● **Goal**: Return, word for word, the lines beginning with the one that contains "Where can the harvested" and running through the last line of the set.

[Lines from a point labeling set]

"""

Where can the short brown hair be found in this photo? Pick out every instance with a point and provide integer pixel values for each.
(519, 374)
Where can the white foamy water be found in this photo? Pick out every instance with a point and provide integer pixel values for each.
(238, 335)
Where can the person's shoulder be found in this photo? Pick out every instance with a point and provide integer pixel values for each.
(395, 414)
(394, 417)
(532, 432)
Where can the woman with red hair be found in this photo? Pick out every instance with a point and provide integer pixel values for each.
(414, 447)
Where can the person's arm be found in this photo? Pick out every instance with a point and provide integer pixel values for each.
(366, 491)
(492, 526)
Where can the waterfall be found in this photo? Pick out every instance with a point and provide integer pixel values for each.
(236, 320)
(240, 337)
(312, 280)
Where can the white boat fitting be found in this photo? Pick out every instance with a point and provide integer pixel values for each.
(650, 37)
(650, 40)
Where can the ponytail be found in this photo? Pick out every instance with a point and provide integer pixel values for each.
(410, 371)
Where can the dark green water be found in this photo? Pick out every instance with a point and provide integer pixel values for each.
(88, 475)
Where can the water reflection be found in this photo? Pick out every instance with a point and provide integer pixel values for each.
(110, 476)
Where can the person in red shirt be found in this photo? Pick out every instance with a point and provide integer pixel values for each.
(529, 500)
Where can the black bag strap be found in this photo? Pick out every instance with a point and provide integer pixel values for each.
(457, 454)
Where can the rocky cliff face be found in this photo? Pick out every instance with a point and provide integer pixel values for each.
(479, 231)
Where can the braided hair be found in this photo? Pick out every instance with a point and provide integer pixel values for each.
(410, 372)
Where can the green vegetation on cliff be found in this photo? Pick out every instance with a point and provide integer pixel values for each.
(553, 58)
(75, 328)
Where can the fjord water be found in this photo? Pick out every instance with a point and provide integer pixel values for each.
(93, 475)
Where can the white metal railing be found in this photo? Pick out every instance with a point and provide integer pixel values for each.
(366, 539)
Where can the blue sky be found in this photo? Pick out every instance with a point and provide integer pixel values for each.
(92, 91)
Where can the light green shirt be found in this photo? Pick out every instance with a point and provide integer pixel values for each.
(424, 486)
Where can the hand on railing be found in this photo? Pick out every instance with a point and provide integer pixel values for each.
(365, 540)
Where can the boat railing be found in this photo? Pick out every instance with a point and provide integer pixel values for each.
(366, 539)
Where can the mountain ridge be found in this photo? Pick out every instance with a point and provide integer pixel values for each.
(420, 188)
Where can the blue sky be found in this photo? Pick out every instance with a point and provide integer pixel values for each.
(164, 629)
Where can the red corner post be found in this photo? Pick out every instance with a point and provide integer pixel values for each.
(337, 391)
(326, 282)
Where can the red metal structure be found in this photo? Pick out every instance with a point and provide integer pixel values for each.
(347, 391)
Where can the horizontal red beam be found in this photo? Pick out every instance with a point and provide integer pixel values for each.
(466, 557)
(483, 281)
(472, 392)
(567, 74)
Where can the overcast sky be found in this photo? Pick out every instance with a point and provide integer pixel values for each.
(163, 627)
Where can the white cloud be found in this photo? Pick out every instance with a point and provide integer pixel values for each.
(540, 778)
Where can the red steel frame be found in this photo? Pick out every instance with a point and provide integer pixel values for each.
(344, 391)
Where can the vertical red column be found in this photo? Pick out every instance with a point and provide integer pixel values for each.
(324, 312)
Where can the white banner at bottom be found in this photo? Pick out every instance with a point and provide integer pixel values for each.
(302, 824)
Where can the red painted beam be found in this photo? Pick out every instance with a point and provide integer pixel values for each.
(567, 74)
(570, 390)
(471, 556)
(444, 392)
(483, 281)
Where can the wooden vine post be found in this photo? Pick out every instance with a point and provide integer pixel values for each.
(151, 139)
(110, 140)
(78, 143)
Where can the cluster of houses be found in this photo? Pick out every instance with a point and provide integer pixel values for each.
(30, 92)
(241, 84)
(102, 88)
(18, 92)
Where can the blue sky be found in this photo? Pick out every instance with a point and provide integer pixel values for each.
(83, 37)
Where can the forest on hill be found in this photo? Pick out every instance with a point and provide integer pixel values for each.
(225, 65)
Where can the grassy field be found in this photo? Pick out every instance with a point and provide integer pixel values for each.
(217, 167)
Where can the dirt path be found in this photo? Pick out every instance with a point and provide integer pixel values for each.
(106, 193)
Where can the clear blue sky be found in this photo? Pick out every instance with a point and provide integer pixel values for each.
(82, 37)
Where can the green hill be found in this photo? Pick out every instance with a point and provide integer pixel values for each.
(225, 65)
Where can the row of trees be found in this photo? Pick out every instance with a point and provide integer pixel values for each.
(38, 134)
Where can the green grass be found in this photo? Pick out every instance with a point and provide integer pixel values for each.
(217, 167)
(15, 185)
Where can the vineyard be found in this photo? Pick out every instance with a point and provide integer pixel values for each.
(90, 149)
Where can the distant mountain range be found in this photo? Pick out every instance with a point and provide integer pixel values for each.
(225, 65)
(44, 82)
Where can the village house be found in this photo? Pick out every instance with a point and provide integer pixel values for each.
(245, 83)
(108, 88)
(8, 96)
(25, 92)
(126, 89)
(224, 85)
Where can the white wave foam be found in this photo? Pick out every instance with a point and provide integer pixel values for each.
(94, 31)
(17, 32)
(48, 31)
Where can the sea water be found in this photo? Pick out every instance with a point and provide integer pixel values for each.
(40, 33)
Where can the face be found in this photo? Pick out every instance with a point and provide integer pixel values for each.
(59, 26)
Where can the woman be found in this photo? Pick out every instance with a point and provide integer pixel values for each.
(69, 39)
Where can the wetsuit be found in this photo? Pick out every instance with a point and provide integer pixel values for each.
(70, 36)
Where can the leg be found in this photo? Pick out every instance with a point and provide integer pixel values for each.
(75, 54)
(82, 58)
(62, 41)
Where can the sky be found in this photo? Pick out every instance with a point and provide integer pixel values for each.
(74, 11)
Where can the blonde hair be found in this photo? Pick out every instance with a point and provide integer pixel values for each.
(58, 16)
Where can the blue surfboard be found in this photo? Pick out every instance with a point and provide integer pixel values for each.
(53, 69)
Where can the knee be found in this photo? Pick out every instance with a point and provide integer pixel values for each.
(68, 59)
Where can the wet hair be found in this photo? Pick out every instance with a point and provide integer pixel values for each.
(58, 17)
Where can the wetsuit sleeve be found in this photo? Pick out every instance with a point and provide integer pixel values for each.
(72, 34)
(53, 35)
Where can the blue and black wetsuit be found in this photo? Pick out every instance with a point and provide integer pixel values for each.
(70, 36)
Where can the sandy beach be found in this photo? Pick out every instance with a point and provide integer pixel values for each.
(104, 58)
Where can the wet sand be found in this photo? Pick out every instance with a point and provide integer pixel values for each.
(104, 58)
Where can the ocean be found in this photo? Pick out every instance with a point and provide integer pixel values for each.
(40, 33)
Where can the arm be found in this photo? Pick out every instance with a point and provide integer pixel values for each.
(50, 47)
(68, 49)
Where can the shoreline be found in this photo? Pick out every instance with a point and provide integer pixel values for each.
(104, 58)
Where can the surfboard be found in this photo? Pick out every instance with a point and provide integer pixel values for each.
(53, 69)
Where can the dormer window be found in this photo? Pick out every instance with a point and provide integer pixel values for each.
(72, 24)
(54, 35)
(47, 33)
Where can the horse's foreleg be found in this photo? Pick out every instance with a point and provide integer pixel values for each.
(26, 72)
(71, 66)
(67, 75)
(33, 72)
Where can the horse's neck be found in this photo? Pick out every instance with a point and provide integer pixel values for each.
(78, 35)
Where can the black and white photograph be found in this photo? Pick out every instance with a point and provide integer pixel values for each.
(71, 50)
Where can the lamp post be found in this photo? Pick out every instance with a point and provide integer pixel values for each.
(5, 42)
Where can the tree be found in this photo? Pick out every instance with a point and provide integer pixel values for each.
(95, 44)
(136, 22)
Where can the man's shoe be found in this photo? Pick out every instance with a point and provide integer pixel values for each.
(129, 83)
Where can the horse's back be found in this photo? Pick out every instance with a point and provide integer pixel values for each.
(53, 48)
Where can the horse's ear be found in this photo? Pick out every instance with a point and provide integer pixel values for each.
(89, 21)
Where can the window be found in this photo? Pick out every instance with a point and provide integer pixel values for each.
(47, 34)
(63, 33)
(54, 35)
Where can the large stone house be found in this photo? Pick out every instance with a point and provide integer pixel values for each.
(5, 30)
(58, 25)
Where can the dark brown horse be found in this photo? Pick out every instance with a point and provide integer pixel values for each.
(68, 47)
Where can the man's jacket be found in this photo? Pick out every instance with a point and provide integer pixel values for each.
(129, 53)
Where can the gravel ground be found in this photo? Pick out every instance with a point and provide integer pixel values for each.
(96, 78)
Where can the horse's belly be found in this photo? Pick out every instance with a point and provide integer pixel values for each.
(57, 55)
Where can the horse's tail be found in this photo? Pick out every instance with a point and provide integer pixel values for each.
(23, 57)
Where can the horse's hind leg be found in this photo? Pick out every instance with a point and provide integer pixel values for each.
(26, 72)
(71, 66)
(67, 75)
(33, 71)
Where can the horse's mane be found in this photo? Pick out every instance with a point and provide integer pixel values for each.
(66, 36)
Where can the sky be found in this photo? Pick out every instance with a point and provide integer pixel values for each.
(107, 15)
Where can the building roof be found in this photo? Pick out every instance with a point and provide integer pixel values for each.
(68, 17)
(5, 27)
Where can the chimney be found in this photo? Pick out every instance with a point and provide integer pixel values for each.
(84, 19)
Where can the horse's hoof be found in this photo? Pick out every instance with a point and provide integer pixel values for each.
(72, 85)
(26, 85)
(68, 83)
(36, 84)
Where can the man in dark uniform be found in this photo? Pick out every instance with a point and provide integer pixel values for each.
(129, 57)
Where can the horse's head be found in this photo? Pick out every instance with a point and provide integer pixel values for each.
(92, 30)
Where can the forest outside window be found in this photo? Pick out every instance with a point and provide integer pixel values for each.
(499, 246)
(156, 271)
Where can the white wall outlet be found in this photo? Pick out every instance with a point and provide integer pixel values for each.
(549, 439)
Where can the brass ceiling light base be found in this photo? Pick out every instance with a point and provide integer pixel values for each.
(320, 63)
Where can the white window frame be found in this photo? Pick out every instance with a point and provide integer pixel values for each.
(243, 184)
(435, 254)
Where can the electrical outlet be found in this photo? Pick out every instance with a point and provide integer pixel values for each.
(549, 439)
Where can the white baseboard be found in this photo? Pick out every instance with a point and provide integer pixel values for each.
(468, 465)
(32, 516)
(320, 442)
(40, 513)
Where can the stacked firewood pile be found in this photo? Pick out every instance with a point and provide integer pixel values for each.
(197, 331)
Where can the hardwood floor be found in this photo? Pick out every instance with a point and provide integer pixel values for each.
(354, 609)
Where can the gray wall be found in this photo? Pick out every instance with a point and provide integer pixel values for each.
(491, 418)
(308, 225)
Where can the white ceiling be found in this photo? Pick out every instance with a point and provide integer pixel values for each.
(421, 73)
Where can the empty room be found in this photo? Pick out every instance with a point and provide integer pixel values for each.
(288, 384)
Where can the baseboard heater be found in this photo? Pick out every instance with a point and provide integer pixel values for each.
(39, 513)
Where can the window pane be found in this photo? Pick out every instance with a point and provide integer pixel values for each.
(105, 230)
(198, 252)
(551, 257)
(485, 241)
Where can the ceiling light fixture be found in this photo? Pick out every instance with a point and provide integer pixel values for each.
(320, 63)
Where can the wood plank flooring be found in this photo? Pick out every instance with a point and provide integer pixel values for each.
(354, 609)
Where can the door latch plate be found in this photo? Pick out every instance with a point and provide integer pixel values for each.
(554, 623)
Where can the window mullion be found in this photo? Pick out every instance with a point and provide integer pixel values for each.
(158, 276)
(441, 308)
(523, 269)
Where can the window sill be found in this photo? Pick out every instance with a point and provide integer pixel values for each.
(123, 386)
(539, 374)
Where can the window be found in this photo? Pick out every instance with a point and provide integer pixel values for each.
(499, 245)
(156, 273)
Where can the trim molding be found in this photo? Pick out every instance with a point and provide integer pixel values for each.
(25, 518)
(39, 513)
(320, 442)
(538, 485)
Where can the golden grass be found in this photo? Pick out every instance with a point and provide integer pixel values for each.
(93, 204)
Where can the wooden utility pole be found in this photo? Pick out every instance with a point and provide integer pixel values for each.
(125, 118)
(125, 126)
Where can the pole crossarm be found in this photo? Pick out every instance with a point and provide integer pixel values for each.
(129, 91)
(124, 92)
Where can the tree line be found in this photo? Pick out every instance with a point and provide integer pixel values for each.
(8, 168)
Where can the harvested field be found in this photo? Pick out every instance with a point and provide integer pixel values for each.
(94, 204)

"""

● **Full output**:
Where can the harvested field be found in this photo? Pick out every instance with a point and provide integer pixel values for each.
(94, 204)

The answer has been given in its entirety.